§ Challenges:
a. Based on the address on being a deacon, is each statement true? Answer yes or no for each, and quote the words from the address that decide it. (i) The collect was prayed in the chapel at the end of the Litany. (ii) The address sets out to cover how to pass exams. (iii) Simeon waits in the Temple.
b. Reproduce the passage of the address on being a deacon that opens with the words containing "Who shall remember" and closes with "the foreign swords.".
c. List every matter that the address on being a deacon says it will not discuss.

# Start of Page

Collect (for those to be ordained):

Almighty God, the giver of all good gifts,
by your Holy Spirit you have appointed
various orders of ministry in the Church:
Look with mercy on your servants now called to be
deacons and priests;
maintain them in truth and renew them in holiness,
that by word and good example they may faithfully serve you
to the glory of your name
and the benefit of your Church;
through the merits of our Saviour Jesus Christ.

Last Friday morning, in the immediate aftermath of the curacy rounds, more than one of you was awakened by the words of this collect as we prayed it in the chapel at the end of the Litany, and realised: “These words are about me!”

This afternoon, I want to spend some time with you discussing what it is to be a deacon – not what it is to be a good student, to pass your exams, to get a good B.Th. degree, to be sure that you’ve found the right parish for your first curacy … And so on.

I simply want us to talk about what it is to be and to do – to be ordained as a deacon, and to do the work of a deacon.

Because we are celebrating Candlemas today – the Feast of the Presentation – at our Community Eucharist, I thought it might be appropriate first of all to look at TS Eliot’s poem, ‘A Song for Simeon.’

For in many ways, Simeon is a model for the ministry of a deacon. He is righteous and devout, and having listened to God’s call and trusted in God’s promises, he waits for years – he must at some stage have thought too many years – in the Temple (Luke 2: 22-35).

You have been waiting for some years now, responding to God’s call and waiting for the fulfilment of his promises. And as deacons, you will be charged with presenting Christ to the world – in your preaching and proclamation, in assisting in the sacramental ministry of the Church at Baptisms and at the Eucharist, and in your pastoral and parochial ministry.

A Song for Simeon

Lord, the Roman hyacinths are blooming in bowls and
The winter sun creeps by the snow hills;
The stubborn season has made stand.
My life is light, waiting for the death wind,
Like a feather on the back of my hand.
Dust in sunlight and memory in corners
Wait for the wind that chills towards the dead land.

Grant us thy peace.
I have walked many years in this city,
Kept faith and fast, provided for the poor,
Have given and taken honour and ease.
There never went any rejected from my door.
Who shall remember my house, where shall live my children’s children
When the time of sorrow is come?
They will take to the goat’s path, and the fox’s home,
Fleeing from the foreign faces and the foreign swords.

# End of Page
# Start of Data excerpts

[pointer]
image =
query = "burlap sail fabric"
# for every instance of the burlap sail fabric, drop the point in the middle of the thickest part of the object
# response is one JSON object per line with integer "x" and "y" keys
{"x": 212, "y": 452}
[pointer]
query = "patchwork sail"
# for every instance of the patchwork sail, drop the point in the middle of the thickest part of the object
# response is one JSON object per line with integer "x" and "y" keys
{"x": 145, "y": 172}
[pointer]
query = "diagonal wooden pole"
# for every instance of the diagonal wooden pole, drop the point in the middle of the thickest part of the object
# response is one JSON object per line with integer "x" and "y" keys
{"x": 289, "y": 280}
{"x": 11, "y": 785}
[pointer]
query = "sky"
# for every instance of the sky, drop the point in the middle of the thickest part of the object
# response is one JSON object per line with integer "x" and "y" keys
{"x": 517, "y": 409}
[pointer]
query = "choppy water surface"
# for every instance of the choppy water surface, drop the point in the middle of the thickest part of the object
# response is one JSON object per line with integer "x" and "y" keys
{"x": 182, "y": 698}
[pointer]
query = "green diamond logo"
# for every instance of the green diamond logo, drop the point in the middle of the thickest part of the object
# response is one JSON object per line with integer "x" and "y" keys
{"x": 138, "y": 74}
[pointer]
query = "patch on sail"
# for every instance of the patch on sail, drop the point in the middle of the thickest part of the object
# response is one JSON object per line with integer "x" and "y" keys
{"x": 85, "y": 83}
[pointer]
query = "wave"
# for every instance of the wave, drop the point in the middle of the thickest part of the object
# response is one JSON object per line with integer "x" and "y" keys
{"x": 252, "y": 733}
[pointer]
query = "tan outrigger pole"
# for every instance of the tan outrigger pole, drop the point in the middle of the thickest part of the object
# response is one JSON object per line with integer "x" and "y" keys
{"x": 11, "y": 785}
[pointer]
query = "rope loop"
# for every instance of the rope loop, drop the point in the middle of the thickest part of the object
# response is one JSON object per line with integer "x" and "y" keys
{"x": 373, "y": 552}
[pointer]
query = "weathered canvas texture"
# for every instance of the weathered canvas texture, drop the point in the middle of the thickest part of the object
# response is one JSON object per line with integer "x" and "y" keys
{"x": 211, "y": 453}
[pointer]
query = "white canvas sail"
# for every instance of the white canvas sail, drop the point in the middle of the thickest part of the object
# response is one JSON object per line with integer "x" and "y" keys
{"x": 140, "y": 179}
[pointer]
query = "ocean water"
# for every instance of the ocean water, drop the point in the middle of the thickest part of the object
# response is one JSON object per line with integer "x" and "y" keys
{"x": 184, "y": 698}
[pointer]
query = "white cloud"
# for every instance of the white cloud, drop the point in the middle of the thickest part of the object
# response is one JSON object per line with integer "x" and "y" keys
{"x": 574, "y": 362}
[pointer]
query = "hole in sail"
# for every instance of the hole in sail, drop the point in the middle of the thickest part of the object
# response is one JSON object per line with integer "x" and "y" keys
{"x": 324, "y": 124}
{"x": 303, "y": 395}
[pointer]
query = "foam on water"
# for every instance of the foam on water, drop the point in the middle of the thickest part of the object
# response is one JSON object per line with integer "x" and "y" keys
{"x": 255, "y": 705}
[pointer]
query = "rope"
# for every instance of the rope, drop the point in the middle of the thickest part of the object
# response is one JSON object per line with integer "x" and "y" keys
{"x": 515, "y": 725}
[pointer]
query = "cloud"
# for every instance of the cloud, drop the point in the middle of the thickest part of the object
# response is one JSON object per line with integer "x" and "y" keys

# End of Data excerpts

§ Task answers:
a.
(i) Yes: "as we prayed it in the chapel at the end of the Litany"
(ii) No: "not what it is to be a good student, to pass your exams"
(iii) Yes: "he waits for years – he must at some stage have thought too many years – in the Temple"

b.
Who shall remember my house, where shall live my children’s children
When the time of sorrow is come?
They will take to the goat’s path, and the fox’s home,
Fleeing from the foreign faces and the foreign swords.

c.
- what it is to be a good student
- to pass your exams
- to get a good B.Th. degree
- to be sure that you've found the right parish for your first curacy